** TASK TO CARRY OUT **
The response must consist of every record, restated word for word.

** MATERIAL FOR THIS EXERCISE **
^^^^^^^^

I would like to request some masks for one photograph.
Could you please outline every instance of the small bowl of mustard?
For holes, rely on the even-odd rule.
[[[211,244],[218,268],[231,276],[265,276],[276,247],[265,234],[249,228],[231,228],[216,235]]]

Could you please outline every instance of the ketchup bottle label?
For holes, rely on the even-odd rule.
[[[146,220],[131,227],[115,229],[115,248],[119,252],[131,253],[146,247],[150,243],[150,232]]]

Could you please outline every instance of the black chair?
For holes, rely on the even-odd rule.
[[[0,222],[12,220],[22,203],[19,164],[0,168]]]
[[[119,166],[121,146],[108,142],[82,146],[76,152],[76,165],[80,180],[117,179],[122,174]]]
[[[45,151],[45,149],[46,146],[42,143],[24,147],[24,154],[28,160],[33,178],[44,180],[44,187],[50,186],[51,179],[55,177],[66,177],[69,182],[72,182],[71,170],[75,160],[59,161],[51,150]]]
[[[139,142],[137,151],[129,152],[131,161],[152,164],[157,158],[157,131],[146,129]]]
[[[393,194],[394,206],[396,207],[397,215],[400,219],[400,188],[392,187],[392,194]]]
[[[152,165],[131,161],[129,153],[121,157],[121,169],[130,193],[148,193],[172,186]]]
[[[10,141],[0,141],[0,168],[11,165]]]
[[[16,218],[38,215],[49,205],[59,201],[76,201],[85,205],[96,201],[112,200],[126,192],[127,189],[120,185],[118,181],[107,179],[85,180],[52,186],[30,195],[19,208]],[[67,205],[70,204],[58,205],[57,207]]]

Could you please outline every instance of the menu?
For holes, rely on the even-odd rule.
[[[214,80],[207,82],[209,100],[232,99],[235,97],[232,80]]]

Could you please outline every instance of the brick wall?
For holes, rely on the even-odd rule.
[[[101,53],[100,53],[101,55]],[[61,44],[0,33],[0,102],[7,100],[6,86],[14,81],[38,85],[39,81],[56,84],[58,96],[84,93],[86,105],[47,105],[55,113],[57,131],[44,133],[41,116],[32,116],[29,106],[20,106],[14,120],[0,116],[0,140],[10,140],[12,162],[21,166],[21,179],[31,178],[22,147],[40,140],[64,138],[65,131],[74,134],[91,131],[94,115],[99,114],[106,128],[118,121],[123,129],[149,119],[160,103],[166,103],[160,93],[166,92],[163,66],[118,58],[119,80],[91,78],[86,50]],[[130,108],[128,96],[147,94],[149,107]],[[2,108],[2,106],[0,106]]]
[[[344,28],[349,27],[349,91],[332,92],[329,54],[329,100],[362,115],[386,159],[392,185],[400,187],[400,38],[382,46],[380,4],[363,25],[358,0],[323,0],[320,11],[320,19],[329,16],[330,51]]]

^^^^^^^^

** SOLUTION FOR THIS EXERCISE **
I would like to request some masks for one photograph.
Could you please outline every instance of the small bowl of mustard?
For holes, rely on the even-odd rule.
[[[211,244],[218,268],[231,276],[265,276],[276,247],[265,234],[249,228],[231,228],[216,235]]]

Could you please outline every instance of the ketchup bottle label?
For holes, rely on the even-odd rule.
[[[146,220],[131,227],[115,229],[115,248],[119,252],[131,253],[146,247],[150,243],[150,232]]]

Could you please outline every instance of the black chair?
For holes, rely on the even-odd rule.
[[[0,222],[12,220],[22,203],[19,164],[0,168]]]
[[[119,166],[121,146],[108,142],[82,146],[76,152],[76,165],[80,180],[117,179],[122,174]]]
[[[45,151],[45,149],[46,146],[42,143],[24,147],[24,154],[28,160],[33,178],[44,180],[44,187],[50,186],[51,179],[55,177],[66,177],[69,182],[72,182],[71,170],[75,160],[59,161],[51,150]]]
[[[139,142],[137,151],[129,152],[131,161],[152,164],[157,158],[157,131],[146,129]]]
[[[393,194],[394,206],[396,207],[397,215],[400,219],[400,188],[392,187],[392,194]]]
[[[152,165],[131,161],[129,153],[121,157],[121,169],[130,193],[148,193],[172,186]]]
[[[10,141],[0,141],[0,168],[11,165]]]
[[[16,218],[38,215],[49,205],[59,201],[76,201],[85,205],[96,201],[112,200],[126,192],[127,189],[120,185],[118,181],[107,179],[85,180],[52,186],[30,195],[19,208]],[[67,205],[70,204],[58,205],[57,207]]]

Could you please outline every instance of the menu?
For holes, rely on the even-odd rule.
[[[214,80],[207,82],[209,100],[232,99],[235,97],[232,80]]]

Could you please outline every instance of the brick wall?
For holes, rely on the even-odd rule.
[[[101,53],[100,53],[101,55]],[[61,44],[0,33],[0,102],[7,100],[6,86],[14,81],[38,85],[39,81],[56,84],[58,96],[84,93],[86,105],[47,105],[55,113],[57,131],[44,133],[41,116],[32,116],[29,106],[20,106],[14,120],[0,116],[0,140],[10,140],[12,162],[21,166],[21,179],[31,178],[22,147],[40,140],[64,138],[65,131],[74,134],[91,131],[94,115],[99,114],[106,128],[118,121],[123,129],[149,119],[160,103],[166,103],[160,93],[166,92],[163,66],[118,58],[119,80],[91,78],[86,50]],[[130,108],[128,96],[147,94],[149,107]],[[2,108],[2,106],[0,106]]]
[[[344,28],[349,27],[349,91],[332,92],[329,54],[329,100],[362,115],[386,159],[392,185],[400,187],[400,38],[382,46],[380,4],[363,25],[358,0],[323,0],[320,11],[320,19],[329,16],[330,51]]]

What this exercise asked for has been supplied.